WHAT THE TASK ASKS: Write out, please, the line containing "Note: for every instance of the blue circular" together with all lines after it, up to and including the last one, with no other output.

= = = = = = =

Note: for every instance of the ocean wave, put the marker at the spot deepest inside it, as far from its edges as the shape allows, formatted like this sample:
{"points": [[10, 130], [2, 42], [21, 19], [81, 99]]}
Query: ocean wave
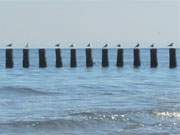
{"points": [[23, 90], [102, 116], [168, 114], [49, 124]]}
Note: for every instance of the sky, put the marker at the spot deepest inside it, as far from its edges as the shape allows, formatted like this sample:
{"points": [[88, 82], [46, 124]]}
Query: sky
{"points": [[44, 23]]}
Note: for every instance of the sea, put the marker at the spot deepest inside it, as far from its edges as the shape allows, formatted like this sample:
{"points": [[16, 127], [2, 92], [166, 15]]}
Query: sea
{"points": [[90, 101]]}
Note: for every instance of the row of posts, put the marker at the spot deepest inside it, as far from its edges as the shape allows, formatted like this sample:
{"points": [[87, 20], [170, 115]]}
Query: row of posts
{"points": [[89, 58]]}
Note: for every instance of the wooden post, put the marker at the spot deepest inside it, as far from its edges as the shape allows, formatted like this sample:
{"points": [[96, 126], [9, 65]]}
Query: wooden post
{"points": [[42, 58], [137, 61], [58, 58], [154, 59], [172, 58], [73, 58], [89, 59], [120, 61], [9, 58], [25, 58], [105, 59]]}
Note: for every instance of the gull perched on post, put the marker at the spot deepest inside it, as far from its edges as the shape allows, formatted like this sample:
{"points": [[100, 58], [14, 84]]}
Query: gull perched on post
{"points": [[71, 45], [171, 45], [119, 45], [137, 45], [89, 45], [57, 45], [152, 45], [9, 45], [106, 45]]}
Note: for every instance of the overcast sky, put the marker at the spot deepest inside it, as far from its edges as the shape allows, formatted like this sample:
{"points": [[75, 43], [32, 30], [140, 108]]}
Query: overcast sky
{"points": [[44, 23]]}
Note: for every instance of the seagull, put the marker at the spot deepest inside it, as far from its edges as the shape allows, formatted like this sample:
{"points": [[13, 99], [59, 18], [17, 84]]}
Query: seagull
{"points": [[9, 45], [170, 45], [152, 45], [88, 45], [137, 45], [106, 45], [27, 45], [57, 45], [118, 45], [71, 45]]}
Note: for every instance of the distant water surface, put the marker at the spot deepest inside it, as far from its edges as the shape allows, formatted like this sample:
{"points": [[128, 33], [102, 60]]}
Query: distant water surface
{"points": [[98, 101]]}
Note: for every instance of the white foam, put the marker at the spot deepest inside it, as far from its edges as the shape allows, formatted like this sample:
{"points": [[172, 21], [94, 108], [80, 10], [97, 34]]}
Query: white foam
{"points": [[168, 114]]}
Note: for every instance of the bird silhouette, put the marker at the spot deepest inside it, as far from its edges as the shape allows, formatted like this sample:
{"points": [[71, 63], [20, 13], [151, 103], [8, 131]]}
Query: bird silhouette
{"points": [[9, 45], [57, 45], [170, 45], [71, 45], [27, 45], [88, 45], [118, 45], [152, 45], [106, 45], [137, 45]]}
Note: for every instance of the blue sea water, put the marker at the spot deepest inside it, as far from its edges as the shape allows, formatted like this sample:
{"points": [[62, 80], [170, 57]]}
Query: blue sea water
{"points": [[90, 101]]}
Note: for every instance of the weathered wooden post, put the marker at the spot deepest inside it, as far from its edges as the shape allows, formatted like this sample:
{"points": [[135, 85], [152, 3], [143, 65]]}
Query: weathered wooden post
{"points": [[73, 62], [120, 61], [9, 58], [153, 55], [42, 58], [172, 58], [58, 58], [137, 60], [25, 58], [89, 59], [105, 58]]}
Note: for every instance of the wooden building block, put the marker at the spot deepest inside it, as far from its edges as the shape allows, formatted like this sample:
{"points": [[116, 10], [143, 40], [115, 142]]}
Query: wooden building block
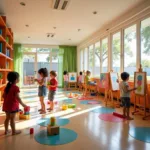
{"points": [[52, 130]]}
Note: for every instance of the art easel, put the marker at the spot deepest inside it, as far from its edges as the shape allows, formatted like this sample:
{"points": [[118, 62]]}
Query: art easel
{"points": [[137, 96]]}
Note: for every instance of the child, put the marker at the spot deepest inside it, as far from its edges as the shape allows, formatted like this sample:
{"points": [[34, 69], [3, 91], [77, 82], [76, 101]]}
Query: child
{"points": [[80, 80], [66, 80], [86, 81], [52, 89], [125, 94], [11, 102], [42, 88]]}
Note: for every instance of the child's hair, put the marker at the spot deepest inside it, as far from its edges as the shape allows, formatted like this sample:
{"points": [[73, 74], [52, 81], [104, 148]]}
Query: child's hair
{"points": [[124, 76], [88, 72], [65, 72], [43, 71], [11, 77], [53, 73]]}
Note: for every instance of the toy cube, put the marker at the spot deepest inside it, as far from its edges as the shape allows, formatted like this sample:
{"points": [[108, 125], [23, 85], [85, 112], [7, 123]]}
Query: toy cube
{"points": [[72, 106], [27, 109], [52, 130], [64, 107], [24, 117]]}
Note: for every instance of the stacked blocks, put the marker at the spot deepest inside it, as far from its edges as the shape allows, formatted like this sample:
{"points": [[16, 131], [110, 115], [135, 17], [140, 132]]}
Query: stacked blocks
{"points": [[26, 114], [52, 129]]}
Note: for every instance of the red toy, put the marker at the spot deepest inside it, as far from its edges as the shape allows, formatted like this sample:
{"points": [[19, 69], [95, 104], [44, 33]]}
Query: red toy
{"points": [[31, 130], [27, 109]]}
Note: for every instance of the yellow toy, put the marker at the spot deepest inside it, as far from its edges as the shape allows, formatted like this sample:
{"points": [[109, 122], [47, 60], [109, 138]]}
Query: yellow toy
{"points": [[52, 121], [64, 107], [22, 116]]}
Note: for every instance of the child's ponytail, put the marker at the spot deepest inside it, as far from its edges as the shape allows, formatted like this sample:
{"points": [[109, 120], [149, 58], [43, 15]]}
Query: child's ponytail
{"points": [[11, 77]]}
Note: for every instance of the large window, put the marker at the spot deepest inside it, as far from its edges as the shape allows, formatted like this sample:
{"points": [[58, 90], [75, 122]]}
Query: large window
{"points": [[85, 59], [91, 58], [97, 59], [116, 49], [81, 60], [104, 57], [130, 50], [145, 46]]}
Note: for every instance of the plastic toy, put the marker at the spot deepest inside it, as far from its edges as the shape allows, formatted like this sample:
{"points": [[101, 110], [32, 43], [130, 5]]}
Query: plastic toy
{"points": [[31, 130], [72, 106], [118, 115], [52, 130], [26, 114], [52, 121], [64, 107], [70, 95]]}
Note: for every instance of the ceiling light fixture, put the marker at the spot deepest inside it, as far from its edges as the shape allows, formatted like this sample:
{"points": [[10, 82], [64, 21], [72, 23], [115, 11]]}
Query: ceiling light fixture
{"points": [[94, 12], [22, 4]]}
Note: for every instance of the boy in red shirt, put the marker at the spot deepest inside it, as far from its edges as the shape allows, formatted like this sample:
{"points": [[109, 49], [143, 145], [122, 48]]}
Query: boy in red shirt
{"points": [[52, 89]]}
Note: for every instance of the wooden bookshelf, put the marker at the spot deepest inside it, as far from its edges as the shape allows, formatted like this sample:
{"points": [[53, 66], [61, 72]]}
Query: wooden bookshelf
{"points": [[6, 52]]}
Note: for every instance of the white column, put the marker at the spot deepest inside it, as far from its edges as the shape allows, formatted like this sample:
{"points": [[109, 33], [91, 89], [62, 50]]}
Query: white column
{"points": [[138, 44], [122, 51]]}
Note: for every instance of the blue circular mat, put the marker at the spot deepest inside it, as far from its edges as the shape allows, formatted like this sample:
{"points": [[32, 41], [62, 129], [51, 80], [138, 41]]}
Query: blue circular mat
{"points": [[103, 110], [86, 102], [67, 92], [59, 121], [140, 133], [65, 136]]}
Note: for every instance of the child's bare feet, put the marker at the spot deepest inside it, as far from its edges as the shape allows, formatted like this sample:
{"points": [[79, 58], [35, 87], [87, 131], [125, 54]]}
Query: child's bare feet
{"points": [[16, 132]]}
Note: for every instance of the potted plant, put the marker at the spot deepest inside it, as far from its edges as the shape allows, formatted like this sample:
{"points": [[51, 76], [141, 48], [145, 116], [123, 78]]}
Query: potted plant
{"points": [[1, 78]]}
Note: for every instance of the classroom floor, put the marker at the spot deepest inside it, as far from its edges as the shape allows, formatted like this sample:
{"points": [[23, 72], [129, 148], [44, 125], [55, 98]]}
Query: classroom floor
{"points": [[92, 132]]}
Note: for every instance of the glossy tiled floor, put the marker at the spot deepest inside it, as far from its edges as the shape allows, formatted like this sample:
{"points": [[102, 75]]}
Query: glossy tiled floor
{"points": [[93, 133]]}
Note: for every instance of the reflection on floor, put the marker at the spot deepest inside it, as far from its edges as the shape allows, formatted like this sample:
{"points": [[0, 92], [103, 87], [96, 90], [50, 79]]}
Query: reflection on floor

= = = = = = =

ANSWER TO THE PROBLEM:
Note: for every instance of the blue circular mat, put the marker at the spot deepest inside it, as far from its edges as the shape allows, formatted like this sample:
{"points": [[32, 41], [62, 129], [51, 80], [138, 41]]}
Query: blue circular mat
{"points": [[103, 110], [86, 102], [67, 92], [59, 121], [140, 133], [65, 136]]}
Note: for every instance of the child's bare feet, put the marker at the spot deepest inside it, as far from its edges as the shape allows, formatted like this sample:
{"points": [[79, 58], [35, 87], [87, 131], [125, 54]]}
Query: child's bare feet
{"points": [[16, 132]]}
Note: for every instance of the potted plant, put the marker at the spot deepest inside it, as far from its edges as the shape allows, formatted like this sample:
{"points": [[51, 76], [141, 48], [145, 116], [123, 78]]}
Query: potted plant
{"points": [[1, 78]]}
Note: for every instance of the classroom floor, put the marker at the spot deepest inside it, as far from its edges as the shape allows, formatted like this sample:
{"points": [[23, 72], [129, 148], [44, 125], [55, 98]]}
Query: classroom floor
{"points": [[92, 132]]}
Note: for every instance of the glossy tiled floor, put the marker at the spot deepest inside it, as far from its edges as the shape allows, formatted like this sample:
{"points": [[102, 75]]}
Query: glossy tiled floor
{"points": [[93, 133]]}
Note: for every instance of the reflection on floor, put the marker at the spot deepest inside it, as far from its edges as the shape allows, formatted like this sample:
{"points": [[0, 92], [103, 87], [96, 90], [50, 79]]}
Query: reflection on floor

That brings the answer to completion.